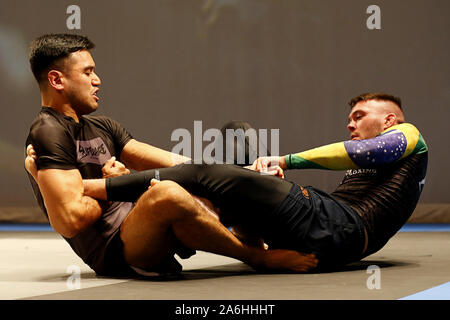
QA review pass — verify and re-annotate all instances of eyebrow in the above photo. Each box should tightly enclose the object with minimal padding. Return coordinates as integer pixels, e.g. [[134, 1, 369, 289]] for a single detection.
[[348, 110, 366, 121]]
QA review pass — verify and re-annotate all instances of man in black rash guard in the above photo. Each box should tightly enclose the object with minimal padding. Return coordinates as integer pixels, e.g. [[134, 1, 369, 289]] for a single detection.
[[25, 34, 317, 276], [81, 93, 428, 269]]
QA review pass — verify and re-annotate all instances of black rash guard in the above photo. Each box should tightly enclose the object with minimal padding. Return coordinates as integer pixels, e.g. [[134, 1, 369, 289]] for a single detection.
[[331, 152, 428, 256], [26, 107, 133, 274]]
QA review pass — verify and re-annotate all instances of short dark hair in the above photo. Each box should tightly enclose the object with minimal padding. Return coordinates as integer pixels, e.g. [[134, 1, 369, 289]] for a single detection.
[[348, 92, 402, 109], [29, 34, 95, 84]]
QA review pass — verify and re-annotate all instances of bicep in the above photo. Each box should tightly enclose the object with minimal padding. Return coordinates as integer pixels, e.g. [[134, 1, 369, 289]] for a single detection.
[[38, 169, 102, 238]]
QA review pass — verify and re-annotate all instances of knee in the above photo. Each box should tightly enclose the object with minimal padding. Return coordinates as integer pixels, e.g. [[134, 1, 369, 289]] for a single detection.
[[139, 180, 190, 208]]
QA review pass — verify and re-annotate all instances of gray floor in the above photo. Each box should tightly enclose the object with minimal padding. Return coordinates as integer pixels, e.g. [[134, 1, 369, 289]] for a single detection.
[[0, 232, 450, 300]]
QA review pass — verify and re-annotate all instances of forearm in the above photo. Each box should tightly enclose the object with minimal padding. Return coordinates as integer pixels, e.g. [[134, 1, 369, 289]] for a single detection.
[[121, 140, 190, 171], [284, 124, 427, 170]]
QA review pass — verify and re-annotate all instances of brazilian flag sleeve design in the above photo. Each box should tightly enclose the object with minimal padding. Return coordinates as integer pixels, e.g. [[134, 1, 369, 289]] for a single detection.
[[285, 123, 428, 170]]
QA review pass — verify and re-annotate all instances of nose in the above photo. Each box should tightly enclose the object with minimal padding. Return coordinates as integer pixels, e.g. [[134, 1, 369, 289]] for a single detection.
[[92, 73, 102, 86], [347, 120, 356, 132]]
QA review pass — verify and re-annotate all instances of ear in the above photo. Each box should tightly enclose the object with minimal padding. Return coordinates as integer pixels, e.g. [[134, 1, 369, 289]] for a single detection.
[[47, 70, 64, 90], [383, 113, 397, 130]]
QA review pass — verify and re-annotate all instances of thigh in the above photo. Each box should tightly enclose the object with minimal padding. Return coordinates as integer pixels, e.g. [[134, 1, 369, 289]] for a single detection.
[[120, 194, 178, 271]]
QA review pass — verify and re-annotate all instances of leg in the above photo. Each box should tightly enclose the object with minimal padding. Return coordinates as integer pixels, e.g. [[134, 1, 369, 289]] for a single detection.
[[106, 165, 292, 221], [121, 181, 317, 272]]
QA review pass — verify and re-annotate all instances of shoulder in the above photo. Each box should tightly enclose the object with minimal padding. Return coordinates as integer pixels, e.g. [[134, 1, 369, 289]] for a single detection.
[[382, 123, 428, 155], [83, 115, 119, 128]]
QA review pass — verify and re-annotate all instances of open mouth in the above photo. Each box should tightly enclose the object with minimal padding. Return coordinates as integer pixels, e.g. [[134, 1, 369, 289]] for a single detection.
[[92, 90, 100, 101]]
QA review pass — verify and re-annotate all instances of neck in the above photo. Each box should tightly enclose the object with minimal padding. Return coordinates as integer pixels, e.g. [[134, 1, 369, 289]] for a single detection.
[[41, 93, 79, 123]]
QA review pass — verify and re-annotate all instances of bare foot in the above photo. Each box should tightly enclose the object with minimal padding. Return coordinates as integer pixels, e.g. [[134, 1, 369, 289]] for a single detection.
[[252, 249, 318, 273]]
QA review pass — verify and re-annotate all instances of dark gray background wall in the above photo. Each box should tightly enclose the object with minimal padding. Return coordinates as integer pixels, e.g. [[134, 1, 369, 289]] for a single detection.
[[0, 0, 450, 215]]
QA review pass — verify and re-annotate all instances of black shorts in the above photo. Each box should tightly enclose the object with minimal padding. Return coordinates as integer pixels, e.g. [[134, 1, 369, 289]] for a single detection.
[[100, 228, 137, 277], [263, 183, 365, 269]]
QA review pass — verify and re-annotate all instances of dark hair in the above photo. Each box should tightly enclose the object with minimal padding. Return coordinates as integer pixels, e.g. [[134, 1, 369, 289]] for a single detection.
[[348, 92, 402, 109], [29, 34, 95, 84]]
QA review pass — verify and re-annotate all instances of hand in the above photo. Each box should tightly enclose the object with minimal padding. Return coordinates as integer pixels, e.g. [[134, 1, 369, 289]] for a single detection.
[[102, 157, 130, 178], [247, 156, 286, 178], [25, 144, 38, 182]]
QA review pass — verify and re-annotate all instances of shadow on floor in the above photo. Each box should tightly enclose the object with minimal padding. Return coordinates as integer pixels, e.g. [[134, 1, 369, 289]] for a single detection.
[[35, 260, 419, 282]]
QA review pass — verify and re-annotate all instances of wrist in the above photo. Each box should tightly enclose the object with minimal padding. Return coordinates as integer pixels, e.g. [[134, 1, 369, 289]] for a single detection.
[[279, 154, 291, 170]]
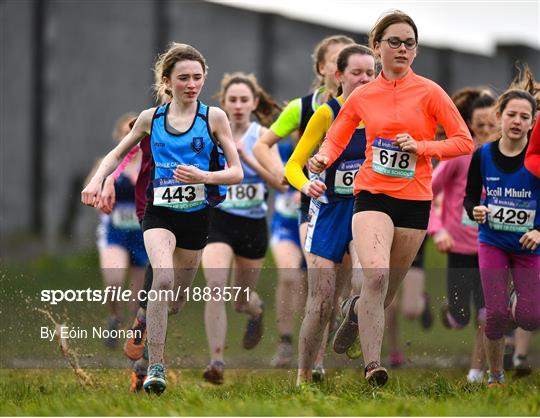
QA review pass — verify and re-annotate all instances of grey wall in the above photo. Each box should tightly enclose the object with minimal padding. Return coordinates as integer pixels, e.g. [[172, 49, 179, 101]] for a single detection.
[[0, 0, 540, 250]]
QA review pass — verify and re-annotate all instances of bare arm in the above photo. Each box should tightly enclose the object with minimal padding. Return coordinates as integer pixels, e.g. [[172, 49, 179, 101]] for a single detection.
[[174, 107, 244, 184], [81, 108, 155, 207]]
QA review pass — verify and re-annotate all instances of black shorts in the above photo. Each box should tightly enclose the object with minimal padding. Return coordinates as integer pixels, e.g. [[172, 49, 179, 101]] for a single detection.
[[208, 209, 268, 260], [142, 203, 210, 250], [298, 193, 311, 226], [354, 190, 431, 230]]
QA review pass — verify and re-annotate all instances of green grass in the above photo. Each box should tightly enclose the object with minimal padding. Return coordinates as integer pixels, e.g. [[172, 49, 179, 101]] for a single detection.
[[0, 370, 540, 416], [0, 240, 540, 416]]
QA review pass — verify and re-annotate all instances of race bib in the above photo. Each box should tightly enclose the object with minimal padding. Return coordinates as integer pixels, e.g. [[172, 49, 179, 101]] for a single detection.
[[461, 208, 478, 228], [154, 179, 206, 209], [334, 160, 364, 195], [111, 203, 140, 230], [488, 198, 536, 232], [221, 183, 264, 209], [275, 193, 298, 219], [371, 138, 416, 179]]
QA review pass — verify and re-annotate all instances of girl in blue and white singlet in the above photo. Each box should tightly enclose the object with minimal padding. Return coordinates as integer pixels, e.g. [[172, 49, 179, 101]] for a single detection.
[[464, 89, 540, 386], [202, 73, 281, 384], [82, 43, 243, 394]]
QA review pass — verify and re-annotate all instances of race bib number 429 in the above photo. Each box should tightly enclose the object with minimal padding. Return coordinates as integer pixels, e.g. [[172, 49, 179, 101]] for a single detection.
[[488, 198, 536, 232], [372, 138, 416, 179], [154, 179, 206, 209]]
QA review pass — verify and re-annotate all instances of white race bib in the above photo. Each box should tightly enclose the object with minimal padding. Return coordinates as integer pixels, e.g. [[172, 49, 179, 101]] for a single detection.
[[274, 193, 298, 219], [221, 183, 264, 209], [111, 203, 140, 230], [488, 198, 536, 232], [334, 160, 364, 195], [371, 138, 416, 179], [154, 179, 206, 209]]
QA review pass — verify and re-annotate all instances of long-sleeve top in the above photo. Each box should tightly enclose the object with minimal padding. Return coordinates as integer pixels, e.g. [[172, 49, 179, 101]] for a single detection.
[[319, 69, 474, 200], [525, 120, 540, 177], [428, 155, 478, 255]]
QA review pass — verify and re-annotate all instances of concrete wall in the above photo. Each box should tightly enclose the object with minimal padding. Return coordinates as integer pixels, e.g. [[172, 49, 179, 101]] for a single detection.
[[0, 0, 540, 250]]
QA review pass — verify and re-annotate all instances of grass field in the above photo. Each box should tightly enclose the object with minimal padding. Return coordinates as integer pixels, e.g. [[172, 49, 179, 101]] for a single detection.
[[0, 240, 540, 416]]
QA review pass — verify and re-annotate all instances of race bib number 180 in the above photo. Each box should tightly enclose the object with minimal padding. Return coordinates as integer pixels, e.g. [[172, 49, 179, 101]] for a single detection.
[[154, 179, 206, 209], [372, 138, 416, 179], [488, 198, 536, 232]]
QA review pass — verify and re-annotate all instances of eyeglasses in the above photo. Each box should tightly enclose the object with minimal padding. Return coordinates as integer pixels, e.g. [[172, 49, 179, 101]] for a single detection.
[[381, 36, 418, 51]]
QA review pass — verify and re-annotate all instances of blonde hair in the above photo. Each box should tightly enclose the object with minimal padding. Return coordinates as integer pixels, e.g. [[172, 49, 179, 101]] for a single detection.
[[154, 42, 208, 101], [217, 72, 281, 126]]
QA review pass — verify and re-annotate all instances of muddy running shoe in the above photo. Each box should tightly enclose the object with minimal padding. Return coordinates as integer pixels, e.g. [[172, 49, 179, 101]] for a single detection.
[[488, 371, 505, 389], [242, 303, 264, 350], [124, 308, 146, 361], [364, 361, 388, 386], [130, 359, 148, 392], [103, 316, 120, 348], [390, 351, 403, 369], [513, 355, 532, 377], [332, 296, 360, 354], [270, 342, 293, 368], [311, 366, 326, 383], [420, 292, 433, 329], [143, 363, 167, 395], [345, 338, 362, 360], [203, 360, 225, 385]]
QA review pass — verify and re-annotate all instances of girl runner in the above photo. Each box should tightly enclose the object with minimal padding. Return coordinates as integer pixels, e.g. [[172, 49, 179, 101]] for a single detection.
[[202, 73, 284, 384], [428, 88, 496, 383], [286, 44, 375, 384], [310, 11, 473, 385], [464, 88, 540, 387], [82, 43, 243, 394]]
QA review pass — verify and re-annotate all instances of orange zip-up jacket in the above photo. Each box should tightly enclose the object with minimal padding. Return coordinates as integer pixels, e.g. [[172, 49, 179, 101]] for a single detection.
[[319, 69, 474, 200]]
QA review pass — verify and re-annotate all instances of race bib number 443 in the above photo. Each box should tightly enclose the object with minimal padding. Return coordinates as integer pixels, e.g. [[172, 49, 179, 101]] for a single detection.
[[372, 138, 416, 179], [154, 179, 206, 209], [488, 198, 536, 232]]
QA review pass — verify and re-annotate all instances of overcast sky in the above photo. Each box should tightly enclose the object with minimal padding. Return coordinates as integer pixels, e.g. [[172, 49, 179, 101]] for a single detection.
[[210, 0, 540, 55]]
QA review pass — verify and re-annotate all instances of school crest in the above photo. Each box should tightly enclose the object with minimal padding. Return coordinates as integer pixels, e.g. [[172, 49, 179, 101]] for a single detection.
[[191, 136, 204, 154]]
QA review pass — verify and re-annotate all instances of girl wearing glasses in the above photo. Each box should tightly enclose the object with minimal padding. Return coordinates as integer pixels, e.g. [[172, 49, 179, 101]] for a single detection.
[[310, 11, 474, 385]]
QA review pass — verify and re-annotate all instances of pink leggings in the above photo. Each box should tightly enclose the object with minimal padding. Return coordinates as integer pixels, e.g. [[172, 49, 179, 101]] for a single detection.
[[478, 243, 540, 340]]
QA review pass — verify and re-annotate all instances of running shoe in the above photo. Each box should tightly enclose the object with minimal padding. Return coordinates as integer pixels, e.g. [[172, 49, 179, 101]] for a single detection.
[[345, 338, 362, 360], [242, 302, 264, 350], [103, 316, 120, 348], [390, 350, 403, 369], [124, 308, 146, 361], [332, 296, 360, 354], [513, 355, 532, 377], [364, 361, 388, 386], [488, 371, 505, 389], [420, 292, 433, 329], [130, 359, 148, 392], [311, 366, 326, 383], [203, 360, 225, 385], [143, 363, 167, 395], [270, 342, 293, 368]]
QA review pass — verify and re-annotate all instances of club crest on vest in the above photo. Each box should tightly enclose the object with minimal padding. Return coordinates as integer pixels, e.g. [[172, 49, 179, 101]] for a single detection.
[[191, 136, 204, 154]]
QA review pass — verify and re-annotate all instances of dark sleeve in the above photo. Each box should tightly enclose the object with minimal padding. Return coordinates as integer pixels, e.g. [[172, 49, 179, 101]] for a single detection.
[[463, 148, 482, 221]]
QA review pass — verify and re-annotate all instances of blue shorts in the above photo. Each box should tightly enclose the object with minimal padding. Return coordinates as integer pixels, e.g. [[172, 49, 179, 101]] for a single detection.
[[97, 221, 148, 267], [270, 212, 301, 248], [305, 198, 354, 263]]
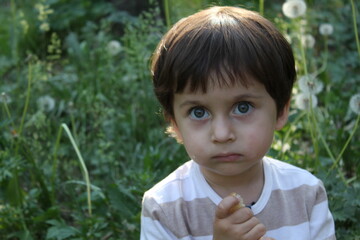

Prompt:
Rewrite everything from the start of the entries down through the line containing "[[348, 110, 366, 121]]", including both ends and the requests, and add 124 to every bounding box coordinate in the answers. Leave the pictures out.

Answer to this exercise:
QA review pass — verify and re-annotate all instances of eyebrow in the above photo. Each box should tightly enclose the object with minimal padding. Return coordinates as integer pixels, e.g. [[134, 1, 369, 289]] for a single detection.
[[472, 234, 490, 245]]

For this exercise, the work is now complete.